▶ [REQUISITOS DEL EJERCICIO]
a) Resume en una o dos oraciones el párrafo del texto sobre Arendt que empieza con «Para Arendt, las sociedades avanzadas», sin perder sus datos principales.
b) Reproduce sin cambios el fragmento del texto sobre Arendt que empieza en «Una de las cosas» y sigue hasta «la moda pasajera.».

▶ [TEXTO DEL DOCUMENTO]
▬▬▬▬▬▬
Una de las cosas que más habrían inquietado a Hannah Arendt sobre el clima mediático e intelectual de hoy es su fragmentación, su escasa capacidad de trascender la moda pasajera.
Para Arendt, las sociedades avanzadas corren su mayor riesgo cuando el debate se transforma en consigna y la información se pone al servicio de su utilidad política y económica. Cuando el lema publicitario y la agitación propagandística se imponen al debate sosegado.
Al sustituir los métodos tradicionales de participación ciudadana por gesticulaciones en nuestro avatar social, no abandonamos nuestro mutismo o pasividad, pues buena parte de estas interacciones son una expresión de nuestras actividades o aspiraciones: lo que nos gusta y lo que detestamos, definidos en función de su impacto (lo que reciba mayor atención, logrará mayor peso).
Amodorrados a golpe de tarjeta de crédito (o de Apple Pay)
La libertad no consiste en adaptarse lo mejor posible a las prerrogativas de una sociedad que depende del consumo y el espectáculo. No se trataría de elegir —a la manera de sendos monólogos de apertura de los protagonistas de Trainspotting y de El club de la lucha, en dificultades para adaptarse a los «moldes» sociales existentes para ellos—: trabajo, pareja, vivienda, coche, manera de vestir, coraza de sofisticación cultural (a partir de los «filtros estándar» debidamente predefinidos, algo así como los filtros Instagram de la proyección pública que deseamos para nosotros —y para nuestro avatar—), etc.
▬▬▬▬▬▬
Datos registrados
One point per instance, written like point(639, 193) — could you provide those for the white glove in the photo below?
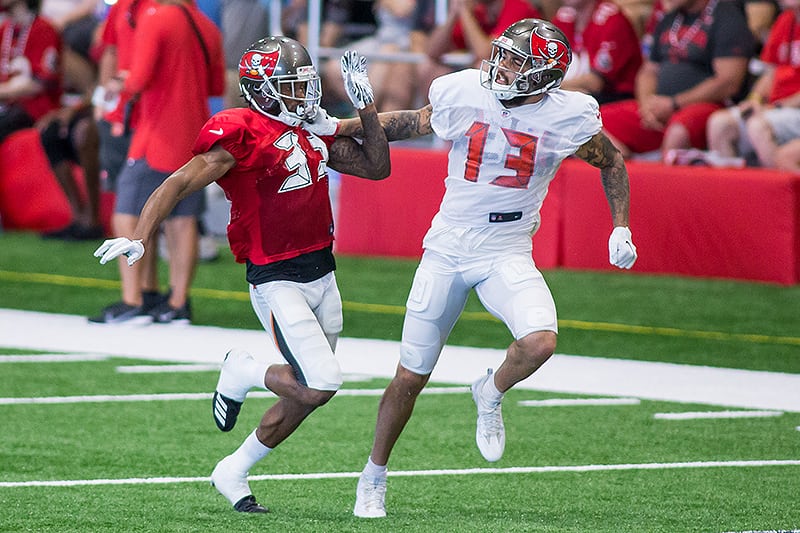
point(356, 82)
point(621, 251)
point(113, 248)
point(322, 125)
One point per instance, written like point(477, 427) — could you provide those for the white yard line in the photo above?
point(569, 402)
point(414, 473)
point(725, 387)
point(53, 358)
point(695, 415)
point(182, 396)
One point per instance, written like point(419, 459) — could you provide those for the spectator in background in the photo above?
point(470, 27)
point(606, 54)
point(30, 94)
point(116, 119)
point(770, 115)
point(243, 23)
point(335, 15)
point(76, 21)
point(697, 65)
point(391, 81)
point(178, 63)
point(788, 157)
▬▬▬▬▬▬
▶ [RESPUESTAS ESPERADAS]
a) Según Arendt, las sociedades avanzadas corren su mayor riesgo cuando el debate se vuelve consigna y la información sirve a fines políticos y económicos. También corren ese riesgo cuando la publicidad y la propaganda desplazan al debate sosegado.

b)
Una de las cosas que más habrían inquietado a Hannah Arendt sobre el clima mediático e intelectual de hoy es su fragmentación, su escasa capacidad de trascender la moda pasajera.